[Excerpts of bounding box data]
— Begin —

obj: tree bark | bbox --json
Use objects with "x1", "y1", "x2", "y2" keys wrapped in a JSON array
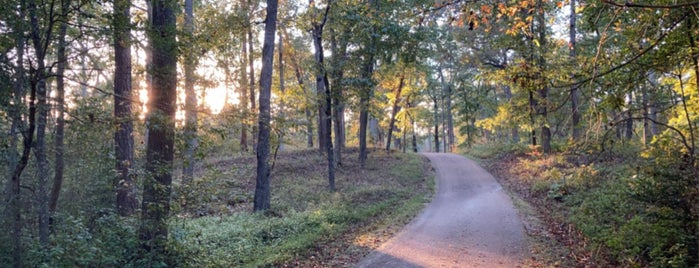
[
  {"x1": 358, "y1": 58, "x2": 374, "y2": 168},
  {"x1": 239, "y1": 32, "x2": 250, "y2": 152},
  {"x1": 358, "y1": 0, "x2": 379, "y2": 168},
  {"x1": 330, "y1": 29, "x2": 347, "y2": 166},
  {"x1": 291, "y1": 55, "x2": 313, "y2": 148},
  {"x1": 139, "y1": 0, "x2": 177, "y2": 261},
  {"x1": 537, "y1": 0, "x2": 551, "y2": 154},
  {"x1": 432, "y1": 96, "x2": 439, "y2": 153},
  {"x1": 309, "y1": 0, "x2": 335, "y2": 191},
  {"x1": 278, "y1": 28, "x2": 286, "y2": 151},
  {"x1": 28, "y1": 0, "x2": 55, "y2": 254},
  {"x1": 253, "y1": 0, "x2": 277, "y2": 211},
  {"x1": 7, "y1": 0, "x2": 27, "y2": 267},
  {"x1": 182, "y1": 0, "x2": 199, "y2": 185},
  {"x1": 113, "y1": 0, "x2": 138, "y2": 216},
  {"x1": 569, "y1": 0, "x2": 582, "y2": 139},
  {"x1": 49, "y1": 0, "x2": 70, "y2": 215},
  {"x1": 248, "y1": 0, "x2": 258, "y2": 150},
  {"x1": 386, "y1": 69, "x2": 405, "y2": 152}
]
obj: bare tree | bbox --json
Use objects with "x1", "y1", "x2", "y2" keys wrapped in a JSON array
[
  {"x1": 113, "y1": 0, "x2": 137, "y2": 216},
  {"x1": 253, "y1": 0, "x2": 277, "y2": 211},
  {"x1": 139, "y1": 0, "x2": 177, "y2": 258}
]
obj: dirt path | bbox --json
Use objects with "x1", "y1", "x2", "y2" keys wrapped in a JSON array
[{"x1": 359, "y1": 153, "x2": 527, "y2": 267}]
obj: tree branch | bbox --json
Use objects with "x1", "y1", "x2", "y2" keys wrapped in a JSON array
[{"x1": 602, "y1": 0, "x2": 699, "y2": 9}]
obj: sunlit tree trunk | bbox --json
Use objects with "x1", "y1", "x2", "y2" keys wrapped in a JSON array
[
  {"x1": 253, "y1": 0, "x2": 277, "y2": 211},
  {"x1": 182, "y1": 0, "x2": 199, "y2": 184},
  {"x1": 113, "y1": 0, "x2": 137, "y2": 216},
  {"x1": 330, "y1": 29, "x2": 347, "y2": 166},
  {"x1": 7, "y1": 0, "x2": 27, "y2": 267},
  {"x1": 569, "y1": 0, "x2": 582, "y2": 141},
  {"x1": 28, "y1": 0, "x2": 55, "y2": 255},
  {"x1": 238, "y1": 32, "x2": 250, "y2": 152},
  {"x1": 278, "y1": 28, "x2": 286, "y2": 151},
  {"x1": 537, "y1": 0, "x2": 551, "y2": 153},
  {"x1": 49, "y1": 0, "x2": 70, "y2": 214},
  {"x1": 358, "y1": 0, "x2": 378, "y2": 168},
  {"x1": 139, "y1": 0, "x2": 177, "y2": 261},
  {"x1": 309, "y1": 0, "x2": 335, "y2": 191},
  {"x1": 358, "y1": 55, "x2": 374, "y2": 165},
  {"x1": 247, "y1": 0, "x2": 258, "y2": 150},
  {"x1": 386, "y1": 69, "x2": 405, "y2": 152}
]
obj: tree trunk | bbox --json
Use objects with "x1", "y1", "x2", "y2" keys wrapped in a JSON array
[
  {"x1": 330, "y1": 29, "x2": 347, "y2": 166},
  {"x1": 49, "y1": 0, "x2": 70, "y2": 215},
  {"x1": 238, "y1": 35, "x2": 250, "y2": 152},
  {"x1": 28, "y1": 0, "x2": 54, "y2": 255},
  {"x1": 139, "y1": 0, "x2": 177, "y2": 261},
  {"x1": 7, "y1": 0, "x2": 27, "y2": 267},
  {"x1": 537, "y1": 0, "x2": 551, "y2": 154},
  {"x1": 386, "y1": 69, "x2": 405, "y2": 152},
  {"x1": 278, "y1": 28, "x2": 286, "y2": 151},
  {"x1": 358, "y1": 0, "x2": 379, "y2": 168},
  {"x1": 182, "y1": 0, "x2": 199, "y2": 185},
  {"x1": 569, "y1": 0, "x2": 582, "y2": 142},
  {"x1": 432, "y1": 96, "x2": 439, "y2": 153},
  {"x1": 291, "y1": 56, "x2": 313, "y2": 148},
  {"x1": 253, "y1": 0, "x2": 277, "y2": 211},
  {"x1": 113, "y1": 0, "x2": 137, "y2": 216},
  {"x1": 358, "y1": 55, "x2": 374, "y2": 168},
  {"x1": 503, "y1": 86, "x2": 519, "y2": 143},
  {"x1": 626, "y1": 94, "x2": 633, "y2": 140},
  {"x1": 248, "y1": 9, "x2": 258, "y2": 150},
  {"x1": 309, "y1": 0, "x2": 335, "y2": 191}
]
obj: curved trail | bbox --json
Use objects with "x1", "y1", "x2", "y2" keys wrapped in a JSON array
[{"x1": 358, "y1": 153, "x2": 528, "y2": 267}]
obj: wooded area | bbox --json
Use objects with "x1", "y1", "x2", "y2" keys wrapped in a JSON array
[{"x1": 0, "y1": 0, "x2": 699, "y2": 267}]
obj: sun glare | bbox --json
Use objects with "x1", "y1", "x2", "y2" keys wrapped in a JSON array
[{"x1": 204, "y1": 87, "x2": 230, "y2": 114}]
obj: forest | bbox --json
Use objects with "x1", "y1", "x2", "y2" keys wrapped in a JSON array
[{"x1": 0, "y1": 0, "x2": 699, "y2": 267}]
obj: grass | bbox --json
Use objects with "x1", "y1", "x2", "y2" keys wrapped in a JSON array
[{"x1": 171, "y1": 150, "x2": 434, "y2": 267}]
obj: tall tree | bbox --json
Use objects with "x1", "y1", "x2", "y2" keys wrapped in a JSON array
[
  {"x1": 358, "y1": 0, "x2": 379, "y2": 168},
  {"x1": 27, "y1": 0, "x2": 56, "y2": 255},
  {"x1": 139, "y1": 0, "x2": 177, "y2": 260},
  {"x1": 113, "y1": 0, "x2": 138, "y2": 216},
  {"x1": 309, "y1": 0, "x2": 335, "y2": 191},
  {"x1": 183, "y1": 0, "x2": 198, "y2": 184},
  {"x1": 49, "y1": 0, "x2": 71, "y2": 214},
  {"x1": 568, "y1": 0, "x2": 582, "y2": 141},
  {"x1": 253, "y1": 0, "x2": 278, "y2": 211},
  {"x1": 239, "y1": 31, "x2": 250, "y2": 152},
  {"x1": 7, "y1": 0, "x2": 27, "y2": 267},
  {"x1": 386, "y1": 67, "x2": 405, "y2": 152},
  {"x1": 536, "y1": 0, "x2": 551, "y2": 153},
  {"x1": 247, "y1": 0, "x2": 258, "y2": 150}
]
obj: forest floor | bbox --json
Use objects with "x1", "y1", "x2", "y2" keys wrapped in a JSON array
[
  {"x1": 359, "y1": 153, "x2": 529, "y2": 267},
  {"x1": 171, "y1": 148, "x2": 434, "y2": 267}
]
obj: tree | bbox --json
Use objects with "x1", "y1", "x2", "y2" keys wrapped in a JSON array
[
  {"x1": 183, "y1": 0, "x2": 198, "y2": 184},
  {"x1": 139, "y1": 0, "x2": 177, "y2": 260},
  {"x1": 253, "y1": 0, "x2": 277, "y2": 211},
  {"x1": 112, "y1": 0, "x2": 138, "y2": 216},
  {"x1": 27, "y1": 0, "x2": 56, "y2": 254},
  {"x1": 49, "y1": 0, "x2": 71, "y2": 214},
  {"x1": 569, "y1": 0, "x2": 582, "y2": 141},
  {"x1": 309, "y1": 0, "x2": 337, "y2": 191},
  {"x1": 7, "y1": 0, "x2": 28, "y2": 267}
]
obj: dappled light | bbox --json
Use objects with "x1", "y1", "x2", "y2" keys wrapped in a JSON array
[{"x1": 0, "y1": 0, "x2": 699, "y2": 267}]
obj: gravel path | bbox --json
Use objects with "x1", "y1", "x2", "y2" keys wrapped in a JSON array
[{"x1": 358, "y1": 153, "x2": 528, "y2": 267}]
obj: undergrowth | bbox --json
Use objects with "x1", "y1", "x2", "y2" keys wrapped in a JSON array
[
  {"x1": 466, "y1": 143, "x2": 699, "y2": 267},
  {"x1": 171, "y1": 151, "x2": 433, "y2": 267}
]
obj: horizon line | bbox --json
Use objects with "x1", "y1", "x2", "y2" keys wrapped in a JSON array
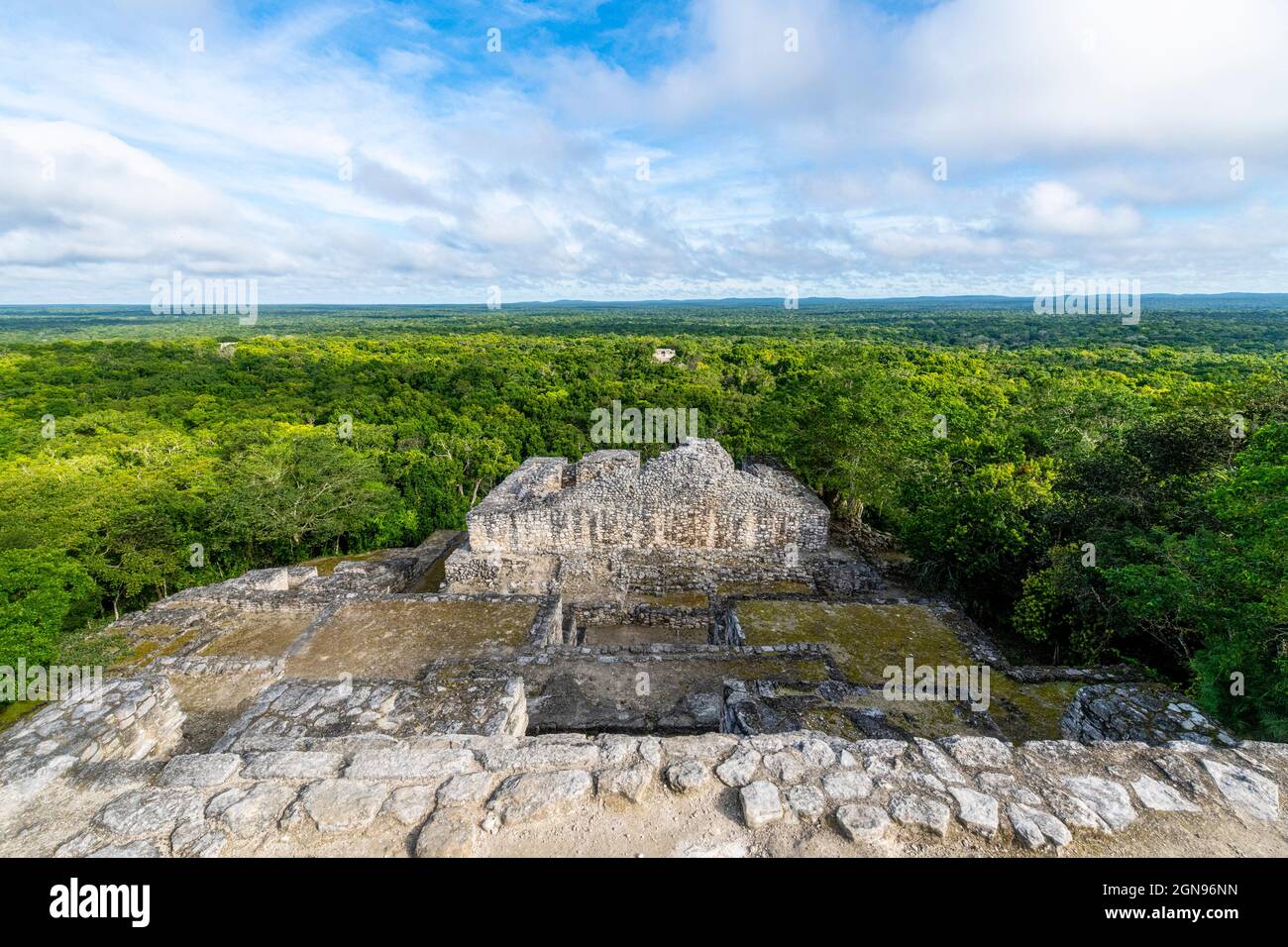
[{"x1": 0, "y1": 290, "x2": 1288, "y2": 309}]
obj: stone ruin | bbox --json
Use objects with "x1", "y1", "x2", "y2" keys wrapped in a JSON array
[{"x1": 0, "y1": 441, "x2": 1288, "y2": 856}]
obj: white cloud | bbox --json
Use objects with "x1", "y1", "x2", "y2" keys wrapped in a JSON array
[{"x1": 0, "y1": 0, "x2": 1288, "y2": 304}]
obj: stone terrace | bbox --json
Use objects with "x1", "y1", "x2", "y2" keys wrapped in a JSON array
[{"x1": 0, "y1": 442, "x2": 1288, "y2": 856}]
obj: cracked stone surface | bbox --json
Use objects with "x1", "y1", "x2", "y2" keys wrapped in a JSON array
[
  {"x1": 488, "y1": 770, "x2": 593, "y2": 824},
  {"x1": 890, "y1": 793, "x2": 953, "y2": 835},
  {"x1": 948, "y1": 786, "x2": 999, "y2": 837},
  {"x1": 738, "y1": 780, "x2": 783, "y2": 828},
  {"x1": 1203, "y1": 758, "x2": 1279, "y2": 821}
]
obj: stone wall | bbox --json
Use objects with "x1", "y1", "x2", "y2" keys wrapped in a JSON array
[
  {"x1": 12, "y1": 730, "x2": 1288, "y2": 857},
  {"x1": 467, "y1": 440, "x2": 829, "y2": 554},
  {"x1": 0, "y1": 674, "x2": 184, "y2": 809}
]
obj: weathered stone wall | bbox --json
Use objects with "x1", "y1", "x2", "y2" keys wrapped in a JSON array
[
  {"x1": 0, "y1": 674, "x2": 184, "y2": 809},
  {"x1": 12, "y1": 730, "x2": 1288, "y2": 856},
  {"x1": 468, "y1": 440, "x2": 829, "y2": 554}
]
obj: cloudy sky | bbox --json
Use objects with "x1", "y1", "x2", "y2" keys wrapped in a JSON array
[{"x1": 0, "y1": 0, "x2": 1288, "y2": 304}]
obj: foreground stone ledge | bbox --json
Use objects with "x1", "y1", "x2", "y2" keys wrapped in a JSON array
[{"x1": 0, "y1": 730, "x2": 1288, "y2": 857}]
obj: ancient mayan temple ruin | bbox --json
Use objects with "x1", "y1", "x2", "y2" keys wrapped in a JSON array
[{"x1": 0, "y1": 441, "x2": 1288, "y2": 856}]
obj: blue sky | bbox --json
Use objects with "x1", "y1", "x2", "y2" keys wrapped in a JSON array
[{"x1": 0, "y1": 0, "x2": 1288, "y2": 304}]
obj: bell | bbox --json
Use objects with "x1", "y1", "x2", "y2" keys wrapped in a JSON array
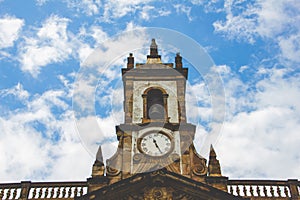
[{"x1": 149, "y1": 104, "x2": 164, "y2": 119}]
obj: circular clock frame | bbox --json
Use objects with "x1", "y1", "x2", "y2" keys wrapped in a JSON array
[{"x1": 137, "y1": 131, "x2": 174, "y2": 158}]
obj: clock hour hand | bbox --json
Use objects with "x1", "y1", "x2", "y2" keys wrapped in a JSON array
[{"x1": 153, "y1": 139, "x2": 162, "y2": 153}]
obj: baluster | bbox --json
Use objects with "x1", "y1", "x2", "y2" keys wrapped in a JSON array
[
  {"x1": 242, "y1": 185, "x2": 248, "y2": 196},
  {"x1": 263, "y1": 185, "x2": 268, "y2": 197},
  {"x1": 79, "y1": 187, "x2": 83, "y2": 196},
  {"x1": 62, "y1": 187, "x2": 66, "y2": 198},
  {"x1": 56, "y1": 187, "x2": 61, "y2": 198},
  {"x1": 0, "y1": 189, "x2": 4, "y2": 199},
  {"x1": 12, "y1": 188, "x2": 17, "y2": 199},
  {"x1": 74, "y1": 187, "x2": 78, "y2": 197},
  {"x1": 32, "y1": 188, "x2": 37, "y2": 199},
  {"x1": 50, "y1": 187, "x2": 55, "y2": 198},
  {"x1": 37, "y1": 188, "x2": 43, "y2": 199},
  {"x1": 229, "y1": 185, "x2": 233, "y2": 194},
  {"x1": 284, "y1": 186, "x2": 289, "y2": 197},
  {"x1": 44, "y1": 187, "x2": 49, "y2": 199},
  {"x1": 6, "y1": 188, "x2": 11, "y2": 199},
  {"x1": 68, "y1": 187, "x2": 72, "y2": 198},
  {"x1": 270, "y1": 185, "x2": 274, "y2": 197},
  {"x1": 236, "y1": 185, "x2": 241, "y2": 196},
  {"x1": 256, "y1": 185, "x2": 261, "y2": 197},
  {"x1": 250, "y1": 185, "x2": 254, "y2": 197},
  {"x1": 277, "y1": 185, "x2": 282, "y2": 197}
]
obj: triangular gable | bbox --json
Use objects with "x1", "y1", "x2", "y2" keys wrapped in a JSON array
[{"x1": 79, "y1": 169, "x2": 242, "y2": 200}]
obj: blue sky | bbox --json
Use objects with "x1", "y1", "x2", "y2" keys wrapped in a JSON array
[{"x1": 0, "y1": 0, "x2": 300, "y2": 182}]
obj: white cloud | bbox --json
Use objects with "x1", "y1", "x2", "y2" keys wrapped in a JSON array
[
  {"x1": 0, "y1": 15, "x2": 24, "y2": 49},
  {"x1": 213, "y1": 0, "x2": 300, "y2": 62},
  {"x1": 19, "y1": 15, "x2": 72, "y2": 76},
  {"x1": 0, "y1": 84, "x2": 94, "y2": 182},
  {"x1": 103, "y1": 0, "x2": 153, "y2": 21},
  {"x1": 174, "y1": 4, "x2": 193, "y2": 21},
  {"x1": 64, "y1": 0, "x2": 102, "y2": 16},
  {"x1": 216, "y1": 69, "x2": 300, "y2": 179}
]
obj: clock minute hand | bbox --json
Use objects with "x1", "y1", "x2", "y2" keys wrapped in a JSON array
[{"x1": 153, "y1": 139, "x2": 162, "y2": 153}]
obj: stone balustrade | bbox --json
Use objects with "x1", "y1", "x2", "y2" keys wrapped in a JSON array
[
  {"x1": 227, "y1": 179, "x2": 300, "y2": 200},
  {"x1": 0, "y1": 181, "x2": 87, "y2": 199}
]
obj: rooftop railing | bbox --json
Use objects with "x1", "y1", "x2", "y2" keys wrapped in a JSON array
[
  {"x1": 0, "y1": 181, "x2": 87, "y2": 199},
  {"x1": 227, "y1": 179, "x2": 300, "y2": 200}
]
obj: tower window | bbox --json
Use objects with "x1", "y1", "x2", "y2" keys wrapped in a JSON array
[{"x1": 147, "y1": 89, "x2": 165, "y2": 120}]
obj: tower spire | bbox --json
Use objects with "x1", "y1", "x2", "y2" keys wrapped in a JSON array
[{"x1": 150, "y1": 38, "x2": 158, "y2": 58}]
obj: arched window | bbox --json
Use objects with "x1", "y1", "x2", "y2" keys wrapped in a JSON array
[{"x1": 143, "y1": 88, "x2": 168, "y2": 122}]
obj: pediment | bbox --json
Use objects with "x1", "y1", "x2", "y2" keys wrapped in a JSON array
[{"x1": 79, "y1": 169, "x2": 245, "y2": 200}]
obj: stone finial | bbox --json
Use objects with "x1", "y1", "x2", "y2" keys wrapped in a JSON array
[
  {"x1": 147, "y1": 38, "x2": 161, "y2": 59},
  {"x1": 175, "y1": 53, "x2": 182, "y2": 69},
  {"x1": 92, "y1": 146, "x2": 105, "y2": 177},
  {"x1": 208, "y1": 145, "x2": 222, "y2": 176},
  {"x1": 127, "y1": 53, "x2": 134, "y2": 69}
]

— End —

**Requirement**
Count the lines in the rows that contain the string "trunk". Give only the number.

**Answer to this exercise**
2